### [THE TASK]
Copy the following material word for word, from start to finish, leaving out the pictures.

### [INPUT]
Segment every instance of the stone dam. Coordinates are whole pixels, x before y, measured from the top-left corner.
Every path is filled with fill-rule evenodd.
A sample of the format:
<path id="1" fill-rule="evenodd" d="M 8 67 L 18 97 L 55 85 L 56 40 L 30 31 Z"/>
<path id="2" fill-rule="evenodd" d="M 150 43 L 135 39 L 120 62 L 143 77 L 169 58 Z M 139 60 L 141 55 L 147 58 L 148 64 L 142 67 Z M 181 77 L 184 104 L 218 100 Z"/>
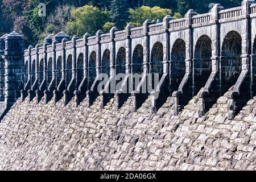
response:
<path id="1" fill-rule="evenodd" d="M 256 170 L 255 40 L 251 0 L 26 50 L 3 35 L 0 169 Z"/>

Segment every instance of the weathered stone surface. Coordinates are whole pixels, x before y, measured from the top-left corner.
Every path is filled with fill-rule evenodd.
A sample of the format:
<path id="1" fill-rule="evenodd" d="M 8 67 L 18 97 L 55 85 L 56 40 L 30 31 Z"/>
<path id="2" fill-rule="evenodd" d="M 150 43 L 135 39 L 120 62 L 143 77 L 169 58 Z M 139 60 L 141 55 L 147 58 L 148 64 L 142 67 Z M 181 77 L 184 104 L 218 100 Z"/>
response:
<path id="1" fill-rule="evenodd" d="M 63 100 L 56 105 L 52 100 L 44 105 L 43 99 L 38 105 L 35 99 L 30 102 L 27 99 L 23 102 L 19 100 L 2 121 L 1 169 L 256 168 L 253 122 L 235 119 L 226 122 L 226 117 L 216 122 L 210 111 L 203 117 L 191 117 L 189 113 L 196 115 L 192 106 L 196 99 L 177 117 L 172 117 L 172 109 L 168 107 L 170 99 L 155 114 L 144 114 L 150 107 L 146 103 L 136 113 L 127 111 L 129 105 L 117 111 L 112 109 L 115 98 L 108 103 L 109 107 L 102 110 L 98 100 L 87 108 L 86 100 L 78 107 L 73 100 L 63 107 Z M 217 104 L 224 100 L 221 98 Z M 253 101 L 256 100 L 250 103 L 255 107 L 256 102 Z M 212 109 L 216 108 L 214 114 L 218 115 L 219 107 Z M 239 114 L 246 118 L 253 114 L 245 113 L 242 111 Z M 247 134 L 247 130 L 251 131 Z"/>

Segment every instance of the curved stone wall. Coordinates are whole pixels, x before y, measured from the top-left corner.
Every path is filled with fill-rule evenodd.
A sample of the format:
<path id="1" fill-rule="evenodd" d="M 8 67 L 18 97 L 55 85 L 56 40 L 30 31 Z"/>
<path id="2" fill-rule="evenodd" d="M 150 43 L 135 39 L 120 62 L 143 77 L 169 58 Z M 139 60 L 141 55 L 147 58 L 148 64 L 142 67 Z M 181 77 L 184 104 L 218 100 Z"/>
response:
<path id="1" fill-rule="evenodd" d="M 195 97 L 178 116 L 169 97 L 156 114 L 150 99 L 137 112 L 131 97 L 78 107 L 73 99 L 18 101 L 0 125 L 0 169 L 255 170 L 256 98 L 227 119 L 226 94 L 199 117 Z"/>

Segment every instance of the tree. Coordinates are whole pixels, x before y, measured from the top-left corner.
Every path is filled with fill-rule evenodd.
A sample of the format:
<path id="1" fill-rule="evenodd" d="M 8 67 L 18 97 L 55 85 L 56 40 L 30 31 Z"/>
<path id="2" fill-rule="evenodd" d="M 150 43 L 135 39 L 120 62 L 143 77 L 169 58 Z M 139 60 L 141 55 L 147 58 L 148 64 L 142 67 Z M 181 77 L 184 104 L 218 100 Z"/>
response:
<path id="1" fill-rule="evenodd" d="M 65 27 L 71 35 L 82 37 L 85 32 L 94 35 L 108 20 L 108 12 L 98 7 L 85 5 L 71 11 L 73 20 L 69 21 Z"/>
<path id="2" fill-rule="evenodd" d="M 172 10 L 162 9 L 158 6 L 151 8 L 148 6 L 142 6 L 135 10 L 130 9 L 129 12 L 130 23 L 135 26 L 140 26 L 147 19 L 155 21 L 158 19 L 162 20 L 167 15 L 171 14 Z"/>
<path id="3" fill-rule="evenodd" d="M 110 17 L 118 28 L 123 28 L 128 20 L 129 15 L 127 0 L 112 0 L 110 6 Z"/>
<path id="4" fill-rule="evenodd" d="M 55 12 L 47 18 L 44 34 L 55 34 L 64 31 L 67 23 L 72 20 L 71 11 L 75 9 L 75 6 L 69 5 L 57 7 Z"/>

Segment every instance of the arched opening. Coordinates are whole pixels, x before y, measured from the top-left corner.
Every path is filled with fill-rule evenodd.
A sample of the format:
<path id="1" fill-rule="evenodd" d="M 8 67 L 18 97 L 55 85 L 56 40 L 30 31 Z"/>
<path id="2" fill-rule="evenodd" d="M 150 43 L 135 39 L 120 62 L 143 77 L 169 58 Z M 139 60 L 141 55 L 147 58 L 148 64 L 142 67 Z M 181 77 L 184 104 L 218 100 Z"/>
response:
<path id="1" fill-rule="evenodd" d="M 84 54 L 82 53 L 80 53 L 77 58 L 76 74 L 77 85 L 79 86 L 79 85 L 84 78 Z"/>
<path id="2" fill-rule="evenodd" d="M 110 72 L 110 51 L 109 49 L 106 49 L 104 51 L 101 60 L 101 73 L 106 73 L 109 76 Z"/>
<path id="3" fill-rule="evenodd" d="M 44 79 L 44 60 L 42 59 L 39 61 L 39 70 L 38 72 L 38 76 L 39 80 L 39 85 Z"/>
<path id="4" fill-rule="evenodd" d="M 143 72 L 143 47 L 141 44 L 135 47 L 131 61 L 132 73 L 142 73 Z"/>
<path id="5" fill-rule="evenodd" d="M 177 39 L 171 50 L 171 83 L 172 90 L 177 90 L 186 72 L 186 46 L 185 41 Z"/>
<path id="6" fill-rule="evenodd" d="M 61 80 L 62 57 L 59 56 L 56 63 L 56 86 L 57 87 Z"/>
<path id="7" fill-rule="evenodd" d="M 212 72 L 212 40 L 207 35 L 201 36 L 195 48 L 193 62 L 193 95 L 205 86 Z"/>
<path id="8" fill-rule="evenodd" d="M 34 60 L 31 64 L 31 85 L 34 84 L 35 80 L 35 68 L 36 67 L 36 61 Z"/>
<path id="9" fill-rule="evenodd" d="M 5 60 L 0 57 L 0 100 L 3 100 L 3 92 L 5 87 Z"/>
<path id="10" fill-rule="evenodd" d="M 251 85 L 251 92 L 252 97 L 254 96 L 256 93 L 256 36 L 254 38 L 253 43 L 252 53 L 253 54 L 251 60 L 251 75 L 252 75 L 252 85 Z"/>
<path id="11" fill-rule="evenodd" d="M 236 31 L 229 32 L 221 48 L 221 93 L 224 94 L 237 81 L 242 70 L 242 38 Z"/>
<path id="12" fill-rule="evenodd" d="M 52 58 L 49 59 L 47 61 L 47 86 L 49 85 L 52 80 Z"/>
<path id="13" fill-rule="evenodd" d="M 126 50 L 123 47 L 121 47 L 117 52 L 115 62 L 116 74 L 125 73 Z"/>
<path id="14" fill-rule="evenodd" d="M 25 61 L 25 64 L 24 64 L 24 86 L 25 86 L 25 85 L 27 84 L 27 82 L 28 81 L 28 61 Z"/>
<path id="15" fill-rule="evenodd" d="M 72 56 L 68 56 L 66 62 L 66 85 L 68 86 L 72 78 Z"/>
<path id="16" fill-rule="evenodd" d="M 158 42 L 154 45 L 151 50 L 150 63 L 150 73 L 160 74 L 160 77 L 163 73 L 163 44 Z"/>
<path id="17" fill-rule="evenodd" d="M 96 52 L 92 51 L 89 59 L 88 81 L 90 86 L 96 77 Z"/>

### [OUTPUT OF THE EXERCISE]
Segment every instance of the stone dam. Coordinates are whole pixels, x before y, measured from the top-left corner.
Every path is filled with fill-rule evenodd.
A sample of the format:
<path id="1" fill-rule="evenodd" d="M 8 67 L 18 97 L 55 85 L 56 40 L 30 31 Z"/>
<path id="2" fill-rule="evenodd" d="M 150 43 L 135 39 L 120 62 L 143 77 L 169 58 Z M 139 60 L 141 55 L 147 58 L 148 64 L 142 67 Z M 181 77 L 184 104 L 218 100 Z"/>
response:
<path id="1" fill-rule="evenodd" d="M 256 170 L 255 40 L 251 0 L 26 50 L 3 35 L 0 169 Z"/>

Segment every instance of the weathered stone surface. Coordinates are whole pixels, x before y, measured from the top-left corner.
Every path is filled with fill-rule evenodd.
A sample of the format:
<path id="1" fill-rule="evenodd" d="M 8 67 L 18 97 L 55 85 L 56 40 L 30 31 Z"/>
<path id="2" fill-rule="evenodd" d="M 150 43 L 135 39 L 120 62 L 143 77 L 169 58 Z M 139 60 L 141 55 L 147 58 L 148 64 L 142 67 Z M 181 77 L 184 104 L 218 100 Z"/>
response:
<path id="1" fill-rule="evenodd" d="M 63 100 L 56 105 L 52 100 L 44 105 L 43 99 L 38 105 L 35 99 L 30 102 L 27 99 L 23 102 L 19 100 L 2 121 L 1 169 L 256 168 L 253 122 L 235 119 L 226 122 L 226 117 L 216 122 L 210 111 L 203 117 L 191 117 L 189 113 L 196 115 L 192 106 L 196 99 L 177 117 L 172 117 L 172 109 L 168 107 L 170 99 L 155 114 L 144 114 L 150 107 L 146 103 L 136 113 L 127 111 L 129 105 L 117 111 L 112 109 L 115 98 L 108 103 L 109 107 L 102 110 L 98 100 L 87 108 L 86 100 L 78 107 L 73 100 L 63 107 Z M 217 104 L 224 100 L 221 98 Z M 253 101 L 256 100 L 250 103 L 255 107 L 256 102 Z M 212 109 L 216 108 L 214 114 L 218 115 L 219 107 Z M 239 114 L 246 118 L 253 114 L 245 113 L 242 111 Z M 247 134 L 247 130 L 251 131 Z"/>

Segment every instance of the curved stone wall. Coordinates are whole pixels, x before y, measured from the top-left corner.
Every path is filled with fill-rule evenodd.
A sample of the format:
<path id="1" fill-rule="evenodd" d="M 8 67 L 18 97 L 55 85 L 56 40 L 30 31 Z"/>
<path id="2" fill-rule="evenodd" d="M 150 43 L 135 39 L 120 62 L 143 77 L 169 58 Z M 139 60 L 141 55 L 147 58 L 148 64 L 142 67 Z M 181 77 L 184 104 L 218 100 Z"/>
response:
<path id="1" fill-rule="evenodd" d="M 195 97 L 178 116 L 169 97 L 156 114 L 150 99 L 137 112 L 131 97 L 78 107 L 73 99 L 18 101 L 0 125 L 0 169 L 255 170 L 256 98 L 227 119 L 226 94 L 199 117 Z"/>

Segment every instance of the tree. Coordinates are whole pixels, x before y, measured from the top-left corner.
Every path is filled with fill-rule evenodd.
A sample of the format:
<path id="1" fill-rule="evenodd" d="M 8 67 L 18 97 L 55 85 L 56 40 L 30 31 Z"/>
<path id="2" fill-rule="evenodd" d="M 150 43 L 135 39 L 120 62 L 143 77 L 169 58 Z M 139 60 L 141 55 L 147 58 L 148 64 L 142 67 Z M 181 77 L 184 104 L 218 100 Z"/>
response:
<path id="1" fill-rule="evenodd" d="M 65 27 L 71 35 L 82 37 L 85 32 L 94 35 L 108 20 L 108 12 L 98 7 L 85 5 L 71 11 L 73 20 L 69 21 Z"/>
<path id="2" fill-rule="evenodd" d="M 172 10 L 162 9 L 158 6 L 151 8 L 148 6 L 142 6 L 135 10 L 130 9 L 129 12 L 130 23 L 135 26 L 140 26 L 147 19 L 155 21 L 158 19 L 162 20 L 167 15 L 171 14 Z"/>
<path id="3" fill-rule="evenodd" d="M 110 17 L 118 28 L 123 28 L 128 20 L 129 15 L 127 0 L 112 0 L 110 6 Z"/>
<path id="4" fill-rule="evenodd" d="M 55 12 L 47 18 L 44 34 L 55 34 L 64 31 L 67 23 L 72 20 L 71 11 L 75 9 L 75 6 L 69 5 L 57 7 Z"/>

Segment every instance of the arched opening. Coordinates are whole pixels, x before y, measured from the top-left corner.
Every path is filled with fill-rule evenodd.
A sample of the format:
<path id="1" fill-rule="evenodd" d="M 8 67 L 18 97 L 55 85 L 56 40 L 30 31 Z"/>
<path id="2" fill-rule="evenodd" d="M 150 43 L 135 39 L 120 62 L 143 77 L 169 58 Z M 139 60 L 141 55 L 147 58 L 148 64 L 142 67 Z M 181 77 L 184 104 L 218 100 Z"/>
response:
<path id="1" fill-rule="evenodd" d="M 84 54 L 82 53 L 80 53 L 77 58 L 76 74 L 77 85 L 79 86 L 79 85 L 84 78 Z"/>
<path id="2" fill-rule="evenodd" d="M 110 72 L 110 51 L 109 49 L 106 49 L 104 51 L 101 60 L 101 73 L 106 73 L 109 76 Z"/>
<path id="3" fill-rule="evenodd" d="M 44 79 L 44 60 L 42 59 L 39 61 L 39 70 L 38 72 L 38 76 L 39 80 L 39 85 Z"/>
<path id="4" fill-rule="evenodd" d="M 143 72 L 143 47 L 141 44 L 135 47 L 131 61 L 132 73 L 142 73 Z"/>
<path id="5" fill-rule="evenodd" d="M 177 39 L 171 50 L 171 83 L 172 90 L 177 90 L 186 72 L 186 46 L 185 41 Z"/>
<path id="6" fill-rule="evenodd" d="M 61 80 L 62 57 L 59 56 L 56 63 L 56 86 L 57 87 Z"/>
<path id="7" fill-rule="evenodd" d="M 212 72 L 212 40 L 207 35 L 201 36 L 195 48 L 193 62 L 193 95 L 205 86 Z"/>
<path id="8" fill-rule="evenodd" d="M 34 60 L 31 64 L 31 85 L 34 84 L 35 80 L 35 68 L 36 67 L 36 61 Z"/>
<path id="9" fill-rule="evenodd" d="M 5 60 L 0 57 L 0 100 L 3 100 L 3 92 L 5 87 Z"/>
<path id="10" fill-rule="evenodd" d="M 251 85 L 251 92 L 252 97 L 254 96 L 256 93 L 256 36 L 254 38 L 253 43 L 252 53 L 253 54 L 251 60 L 251 75 L 252 75 L 252 85 Z"/>
<path id="11" fill-rule="evenodd" d="M 236 31 L 229 32 L 221 48 L 221 93 L 224 94 L 237 81 L 242 70 L 242 38 Z"/>
<path id="12" fill-rule="evenodd" d="M 52 58 L 49 59 L 47 61 L 47 86 L 49 85 L 52 80 Z"/>
<path id="13" fill-rule="evenodd" d="M 126 50 L 123 47 L 121 47 L 117 52 L 115 62 L 116 74 L 125 73 Z"/>
<path id="14" fill-rule="evenodd" d="M 25 61 L 25 64 L 24 64 L 24 86 L 25 86 L 25 85 L 27 84 L 27 82 L 28 81 L 28 61 Z"/>
<path id="15" fill-rule="evenodd" d="M 72 56 L 68 56 L 66 62 L 66 85 L 68 86 L 72 78 Z"/>
<path id="16" fill-rule="evenodd" d="M 158 42 L 154 45 L 151 50 L 150 63 L 150 73 L 160 74 L 160 77 L 163 73 L 163 44 Z"/>
<path id="17" fill-rule="evenodd" d="M 96 52 L 92 51 L 89 59 L 88 81 L 90 86 L 96 77 Z"/>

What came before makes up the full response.